Reproduce exactly the lines below, starting with the line that contains "of the brass" and ending with the last line of the records, both included, and nothing else.

== Data shown ==

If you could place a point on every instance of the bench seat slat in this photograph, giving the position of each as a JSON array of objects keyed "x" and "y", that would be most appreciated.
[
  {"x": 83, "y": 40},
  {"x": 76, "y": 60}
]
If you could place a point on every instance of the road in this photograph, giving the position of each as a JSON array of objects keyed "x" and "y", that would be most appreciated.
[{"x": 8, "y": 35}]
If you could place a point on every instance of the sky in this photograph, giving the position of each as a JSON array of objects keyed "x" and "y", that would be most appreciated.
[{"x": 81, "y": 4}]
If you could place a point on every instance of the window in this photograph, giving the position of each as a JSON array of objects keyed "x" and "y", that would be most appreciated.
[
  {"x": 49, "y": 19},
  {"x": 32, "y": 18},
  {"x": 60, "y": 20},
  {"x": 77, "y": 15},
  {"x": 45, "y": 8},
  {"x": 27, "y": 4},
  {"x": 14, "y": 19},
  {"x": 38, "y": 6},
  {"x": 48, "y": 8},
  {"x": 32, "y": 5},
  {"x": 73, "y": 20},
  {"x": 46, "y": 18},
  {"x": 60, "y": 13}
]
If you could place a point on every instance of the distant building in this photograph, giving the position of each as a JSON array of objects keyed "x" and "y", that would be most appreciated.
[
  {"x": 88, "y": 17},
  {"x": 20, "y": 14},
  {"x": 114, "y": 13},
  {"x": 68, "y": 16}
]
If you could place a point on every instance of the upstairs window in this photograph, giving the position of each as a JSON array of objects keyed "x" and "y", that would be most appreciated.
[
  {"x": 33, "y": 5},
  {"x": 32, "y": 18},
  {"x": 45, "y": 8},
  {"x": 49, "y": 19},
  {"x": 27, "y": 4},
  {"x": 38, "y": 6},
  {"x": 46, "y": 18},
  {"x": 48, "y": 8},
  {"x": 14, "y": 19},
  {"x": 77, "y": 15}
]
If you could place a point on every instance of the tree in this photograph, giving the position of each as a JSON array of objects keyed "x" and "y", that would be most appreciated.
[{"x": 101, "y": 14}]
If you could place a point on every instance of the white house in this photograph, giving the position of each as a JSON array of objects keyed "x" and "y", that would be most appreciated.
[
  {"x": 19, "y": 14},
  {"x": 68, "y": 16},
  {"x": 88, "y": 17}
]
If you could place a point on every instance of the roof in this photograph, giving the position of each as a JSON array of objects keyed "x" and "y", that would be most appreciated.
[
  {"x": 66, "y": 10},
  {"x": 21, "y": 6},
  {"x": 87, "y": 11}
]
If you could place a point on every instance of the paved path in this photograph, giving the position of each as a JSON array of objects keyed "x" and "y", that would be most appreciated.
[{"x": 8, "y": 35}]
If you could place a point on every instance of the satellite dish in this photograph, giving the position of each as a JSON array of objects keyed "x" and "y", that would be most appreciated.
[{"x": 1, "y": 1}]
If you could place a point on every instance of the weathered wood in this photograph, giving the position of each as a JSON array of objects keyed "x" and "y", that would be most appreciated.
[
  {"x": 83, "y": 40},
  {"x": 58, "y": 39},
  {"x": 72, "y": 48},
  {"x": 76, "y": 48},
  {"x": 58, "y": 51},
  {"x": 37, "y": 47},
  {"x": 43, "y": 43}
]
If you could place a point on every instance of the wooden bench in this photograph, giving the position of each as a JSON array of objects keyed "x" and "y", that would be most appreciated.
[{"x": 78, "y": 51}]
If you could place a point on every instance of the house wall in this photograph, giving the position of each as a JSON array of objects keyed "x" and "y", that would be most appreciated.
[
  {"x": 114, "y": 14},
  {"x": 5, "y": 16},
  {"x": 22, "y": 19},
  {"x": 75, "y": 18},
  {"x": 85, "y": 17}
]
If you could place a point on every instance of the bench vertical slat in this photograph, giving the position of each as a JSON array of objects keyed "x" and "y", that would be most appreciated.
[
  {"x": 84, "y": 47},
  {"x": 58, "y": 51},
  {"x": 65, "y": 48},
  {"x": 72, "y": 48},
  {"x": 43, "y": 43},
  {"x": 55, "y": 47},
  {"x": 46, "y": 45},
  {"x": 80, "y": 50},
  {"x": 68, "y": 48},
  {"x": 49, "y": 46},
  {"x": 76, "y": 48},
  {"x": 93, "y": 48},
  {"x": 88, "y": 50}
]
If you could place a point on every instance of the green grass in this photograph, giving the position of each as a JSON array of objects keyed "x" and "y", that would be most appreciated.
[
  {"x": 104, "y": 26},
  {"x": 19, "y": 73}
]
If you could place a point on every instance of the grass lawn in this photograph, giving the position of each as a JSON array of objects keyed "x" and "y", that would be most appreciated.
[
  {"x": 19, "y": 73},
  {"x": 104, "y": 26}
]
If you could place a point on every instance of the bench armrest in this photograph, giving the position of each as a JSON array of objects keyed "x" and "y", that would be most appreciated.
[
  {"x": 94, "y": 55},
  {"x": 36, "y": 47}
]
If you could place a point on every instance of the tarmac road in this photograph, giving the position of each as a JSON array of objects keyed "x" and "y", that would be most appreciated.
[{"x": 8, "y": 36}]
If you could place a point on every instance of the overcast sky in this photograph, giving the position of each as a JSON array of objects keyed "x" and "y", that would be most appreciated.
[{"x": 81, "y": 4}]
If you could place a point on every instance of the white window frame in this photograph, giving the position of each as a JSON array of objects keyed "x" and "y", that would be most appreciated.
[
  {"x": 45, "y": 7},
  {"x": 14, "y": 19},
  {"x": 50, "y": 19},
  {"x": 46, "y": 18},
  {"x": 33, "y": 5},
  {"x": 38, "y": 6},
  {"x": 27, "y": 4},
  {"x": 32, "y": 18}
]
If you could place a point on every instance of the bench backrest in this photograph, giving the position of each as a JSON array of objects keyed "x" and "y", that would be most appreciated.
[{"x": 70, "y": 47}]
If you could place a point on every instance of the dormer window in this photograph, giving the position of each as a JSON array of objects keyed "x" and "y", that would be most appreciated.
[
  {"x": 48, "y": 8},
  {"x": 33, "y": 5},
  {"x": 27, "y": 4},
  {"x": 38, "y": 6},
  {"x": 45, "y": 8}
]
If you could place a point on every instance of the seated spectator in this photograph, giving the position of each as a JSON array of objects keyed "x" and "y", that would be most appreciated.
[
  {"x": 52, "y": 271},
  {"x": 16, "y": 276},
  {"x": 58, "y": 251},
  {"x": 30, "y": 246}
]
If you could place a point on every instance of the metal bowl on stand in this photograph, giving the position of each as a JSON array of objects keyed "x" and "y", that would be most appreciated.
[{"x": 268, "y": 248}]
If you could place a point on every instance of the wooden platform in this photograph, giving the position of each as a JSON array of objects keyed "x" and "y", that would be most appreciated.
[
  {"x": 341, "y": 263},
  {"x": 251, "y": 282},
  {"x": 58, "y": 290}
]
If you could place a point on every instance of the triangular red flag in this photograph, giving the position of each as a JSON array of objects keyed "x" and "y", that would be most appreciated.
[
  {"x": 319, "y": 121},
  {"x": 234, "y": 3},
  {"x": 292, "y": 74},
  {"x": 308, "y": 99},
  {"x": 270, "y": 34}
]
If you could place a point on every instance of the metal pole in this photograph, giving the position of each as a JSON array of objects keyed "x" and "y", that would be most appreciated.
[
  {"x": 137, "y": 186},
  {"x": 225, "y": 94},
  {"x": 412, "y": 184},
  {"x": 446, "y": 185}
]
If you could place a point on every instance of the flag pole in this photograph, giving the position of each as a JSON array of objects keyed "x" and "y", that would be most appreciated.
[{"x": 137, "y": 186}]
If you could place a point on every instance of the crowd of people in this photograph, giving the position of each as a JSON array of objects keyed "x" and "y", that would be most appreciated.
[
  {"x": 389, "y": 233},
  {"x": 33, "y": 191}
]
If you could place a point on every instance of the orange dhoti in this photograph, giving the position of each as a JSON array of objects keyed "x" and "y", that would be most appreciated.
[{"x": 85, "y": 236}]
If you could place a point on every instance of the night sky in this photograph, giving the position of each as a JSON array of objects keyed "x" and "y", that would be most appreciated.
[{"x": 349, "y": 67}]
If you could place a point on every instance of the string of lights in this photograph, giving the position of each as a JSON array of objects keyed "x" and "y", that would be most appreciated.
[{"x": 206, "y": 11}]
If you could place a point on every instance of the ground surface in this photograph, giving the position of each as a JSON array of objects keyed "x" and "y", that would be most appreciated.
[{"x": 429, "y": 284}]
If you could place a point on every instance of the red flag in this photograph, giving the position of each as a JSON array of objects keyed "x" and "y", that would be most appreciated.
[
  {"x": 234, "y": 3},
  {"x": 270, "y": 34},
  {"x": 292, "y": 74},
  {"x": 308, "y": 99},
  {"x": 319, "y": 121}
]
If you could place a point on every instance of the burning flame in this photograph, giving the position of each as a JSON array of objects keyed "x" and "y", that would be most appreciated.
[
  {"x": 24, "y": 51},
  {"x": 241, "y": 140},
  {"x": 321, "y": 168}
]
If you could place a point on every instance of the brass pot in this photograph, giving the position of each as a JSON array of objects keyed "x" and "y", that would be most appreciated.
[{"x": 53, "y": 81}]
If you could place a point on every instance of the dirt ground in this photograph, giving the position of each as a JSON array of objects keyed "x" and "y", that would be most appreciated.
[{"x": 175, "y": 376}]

===

> **Exercise solution**
If you could place a point on every instance of the brass pot in this photograph, giving the position of each as a JSON array of objects keyed "x" and "y", that would be most appreciated.
[{"x": 53, "y": 81}]
If you could place a point on every instance of the dirt ground in this photograph, giving the position of each as a JSON array of objects keyed "x" and "y", that would be most appreciated.
[{"x": 175, "y": 376}]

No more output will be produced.